Tasks:
A) From the passage on iron nanoparticles for cancer detection, reproduce the text between "Early stage detection" and "of the nanoparticles.", inclusive, without any changes.
B) In the passage on iron nanoparticles for cancer detection, what are the key magnetic properties of the nanoparticles linked to?

BEGIN Text excerpt

Iron nanoparticles for early detection of cancer

Early stage detection of tumours and cancerous cells requires the most sensitive and precise imaging of biological features in the body. Magnetic resonance imaging (MRI) and magnetic particle imaging (MPI) are the latest techniques that are non-invasive and provides 3D information with high levels of detail. The unique magnetic properties of iron and iron oxide nanoparticles make these ideal candidates for this state-of-the-art application. These key magnetic properties are linked to the size and crystallinity of the nanoparticles. 

Electron microscopy

Figure 1: MRI images from iron-iron oxide core-shell nanoparticles injected into a mouse to enhance the contrast of a tumour (Tilley, Angew. Chem. – Int. Ed., 2012).


Using the leading edge of solution phase synthetic techniques, precise control over the nanoparticles and their magnetic properties can be achieved (Figure 2). In this project, well-defined nanoparticles with controlled crystalline domains will be studied for MPI. You will use transmission electron microscopy at one of the top microscopy facilities in Australia and be supervised by the director of the electron microscope unit, Professor Tilley. You will collaborate with leading researchers in MPI from Australia and internationally and work closely with a group of experts in nanoparticle synthesis. Overall, this work will tune nanoparticle size with precise synthetic control to optimise the magnetic properties of iron and iron oxide nanoparticles for MPI applications.

Electron microscopy

Figure 2: Transmission electron microscopy images of iron nanocubes and their magnetic properties for use in MPI.

END Text excerpt
BEGIN Given information

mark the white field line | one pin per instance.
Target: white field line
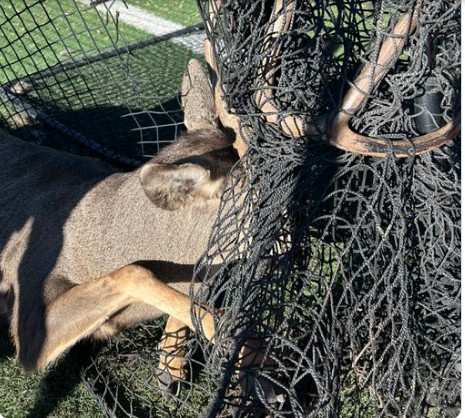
(148, 22)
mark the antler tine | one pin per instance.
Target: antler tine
(342, 136)
(228, 120)
(291, 125)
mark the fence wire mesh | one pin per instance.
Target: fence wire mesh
(344, 269)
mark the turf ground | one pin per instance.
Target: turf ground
(58, 391)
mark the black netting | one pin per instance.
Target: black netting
(344, 268)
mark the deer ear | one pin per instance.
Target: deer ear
(197, 98)
(172, 187)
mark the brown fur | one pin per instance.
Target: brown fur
(72, 229)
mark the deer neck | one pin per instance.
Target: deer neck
(144, 231)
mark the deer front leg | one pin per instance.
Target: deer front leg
(173, 351)
(83, 309)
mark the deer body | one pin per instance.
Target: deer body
(72, 229)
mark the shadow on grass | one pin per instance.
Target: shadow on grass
(60, 381)
(56, 384)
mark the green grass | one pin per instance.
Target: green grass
(57, 392)
(184, 12)
(38, 35)
(38, 38)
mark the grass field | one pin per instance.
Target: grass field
(59, 31)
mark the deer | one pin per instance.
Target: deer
(87, 250)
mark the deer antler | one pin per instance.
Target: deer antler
(228, 120)
(343, 137)
(340, 133)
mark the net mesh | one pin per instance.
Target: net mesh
(345, 267)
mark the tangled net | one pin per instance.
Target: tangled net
(346, 266)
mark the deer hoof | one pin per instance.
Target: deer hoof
(169, 385)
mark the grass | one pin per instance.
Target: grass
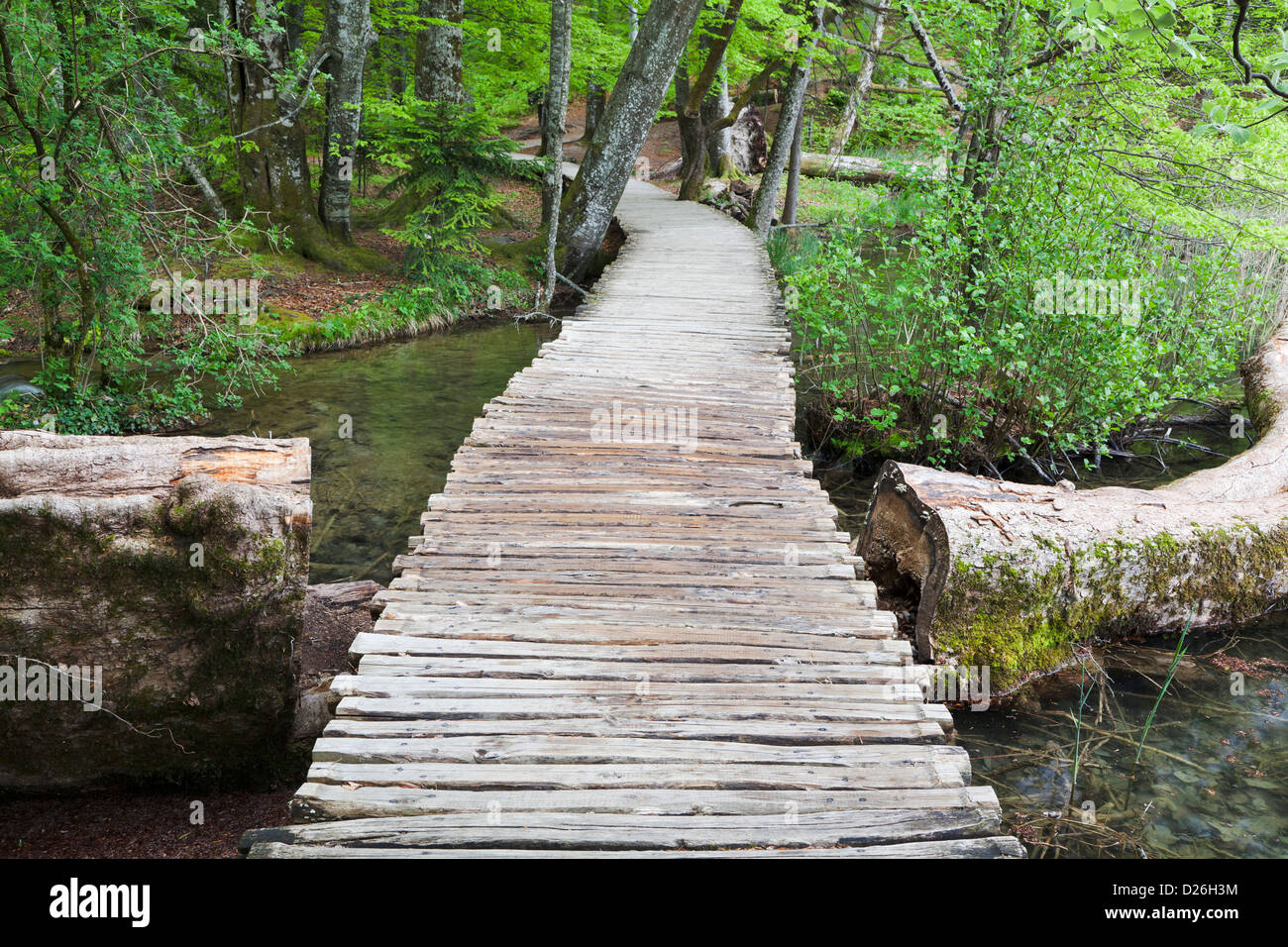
(1167, 682)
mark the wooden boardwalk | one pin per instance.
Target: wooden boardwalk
(631, 625)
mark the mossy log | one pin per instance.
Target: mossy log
(176, 566)
(855, 169)
(1010, 575)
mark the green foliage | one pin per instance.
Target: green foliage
(445, 157)
(84, 162)
(949, 347)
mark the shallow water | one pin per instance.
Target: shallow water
(1211, 776)
(1211, 780)
(408, 406)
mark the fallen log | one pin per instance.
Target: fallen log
(170, 573)
(858, 170)
(1010, 577)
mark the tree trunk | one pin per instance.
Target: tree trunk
(690, 103)
(715, 106)
(859, 170)
(747, 142)
(794, 171)
(862, 85)
(439, 73)
(794, 102)
(553, 133)
(266, 99)
(588, 209)
(596, 97)
(1012, 577)
(348, 35)
(178, 567)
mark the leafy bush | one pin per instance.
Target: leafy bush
(951, 346)
(446, 157)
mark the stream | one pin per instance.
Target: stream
(1211, 775)
(384, 424)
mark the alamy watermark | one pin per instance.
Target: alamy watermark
(651, 424)
(1072, 295)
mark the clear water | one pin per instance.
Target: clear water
(1211, 780)
(410, 405)
(1211, 777)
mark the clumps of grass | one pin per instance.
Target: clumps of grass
(447, 296)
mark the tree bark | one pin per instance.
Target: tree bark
(348, 37)
(1012, 577)
(553, 133)
(765, 201)
(688, 105)
(862, 85)
(859, 170)
(794, 171)
(715, 106)
(596, 97)
(266, 101)
(588, 209)
(439, 72)
(178, 567)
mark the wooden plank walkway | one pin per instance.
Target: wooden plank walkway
(631, 625)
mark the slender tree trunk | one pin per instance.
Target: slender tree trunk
(627, 119)
(862, 85)
(439, 75)
(349, 35)
(207, 191)
(765, 201)
(553, 133)
(688, 106)
(715, 106)
(266, 101)
(794, 171)
(596, 97)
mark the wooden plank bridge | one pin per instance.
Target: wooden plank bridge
(631, 625)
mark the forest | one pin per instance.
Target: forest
(1024, 262)
(158, 154)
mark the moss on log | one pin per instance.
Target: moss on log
(179, 567)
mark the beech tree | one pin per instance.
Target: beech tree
(439, 69)
(553, 133)
(588, 208)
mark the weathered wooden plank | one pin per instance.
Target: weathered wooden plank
(925, 772)
(592, 830)
(785, 732)
(629, 707)
(606, 750)
(996, 847)
(320, 800)
(614, 641)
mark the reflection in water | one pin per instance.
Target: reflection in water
(1211, 777)
(410, 406)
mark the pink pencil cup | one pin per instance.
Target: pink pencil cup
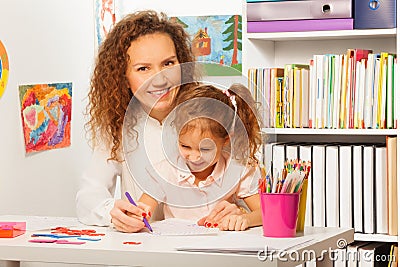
(279, 213)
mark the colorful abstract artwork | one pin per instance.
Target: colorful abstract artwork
(3, 68)
(216, 39)
(104, 18)
(46, 115)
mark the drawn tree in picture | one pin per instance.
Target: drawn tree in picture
(176, 19)
(234, 37)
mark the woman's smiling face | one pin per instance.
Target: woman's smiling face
(153, 73)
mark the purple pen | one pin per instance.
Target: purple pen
(133, 203)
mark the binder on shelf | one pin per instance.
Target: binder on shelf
(345, 187)
(358, 212)
(305, 153)
(332, 185)
(300, 25)
(378, 14)
(391, 147)
(318, 163)
(368, 188)
(381, 191)
(293, 10)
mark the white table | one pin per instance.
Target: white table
(154, 250)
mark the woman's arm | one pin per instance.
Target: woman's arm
(95, 196)
(128, 218)
(245, 220)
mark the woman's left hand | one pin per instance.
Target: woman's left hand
(220, 213)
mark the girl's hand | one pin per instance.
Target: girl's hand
(217, 215)
(127, 217)
(235, 223)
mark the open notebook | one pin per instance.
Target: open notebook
(179, 227)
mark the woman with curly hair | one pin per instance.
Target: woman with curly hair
(139, 46)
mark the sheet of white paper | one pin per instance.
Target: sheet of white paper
(239, 242)
(179, 227)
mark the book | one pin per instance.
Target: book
(391, 147)
(375, 255)
(353, 254)
(300, 25)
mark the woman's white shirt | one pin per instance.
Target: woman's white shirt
(95, 196)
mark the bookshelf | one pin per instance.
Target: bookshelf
(262, 50)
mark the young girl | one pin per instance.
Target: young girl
(137, 47)
(218, 136)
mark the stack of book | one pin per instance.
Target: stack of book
(354, 90)
(298, 15)
(350, 185)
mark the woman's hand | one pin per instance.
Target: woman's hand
(127, 217)
(235, 223)
(222, 211)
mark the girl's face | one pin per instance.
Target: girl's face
(200, 149)
(153, 73)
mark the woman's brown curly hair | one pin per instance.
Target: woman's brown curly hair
(109, 93)
(203, 106)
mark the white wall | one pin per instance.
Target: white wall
(53, 41)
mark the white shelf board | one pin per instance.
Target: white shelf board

END Given information

Responses per task:
A)
Early stage detection of tumours and cancerous cells requires the most sensitive and precise imaging of biological features in the body. Magnetic resonance imaging (MRI) and magnetic particle imaging (MPI) are the latest techniques that are non-invasive and provides 3D information with high levels of detail. The unique magnetic properties of iron and iron oxide nanoparticles make these ideal candidates for this state-of-the-art application. These key magnetic properties are linked to the size and crystallinity of the nanoparticles.

B) The size and crystallinity of the nanoparticles.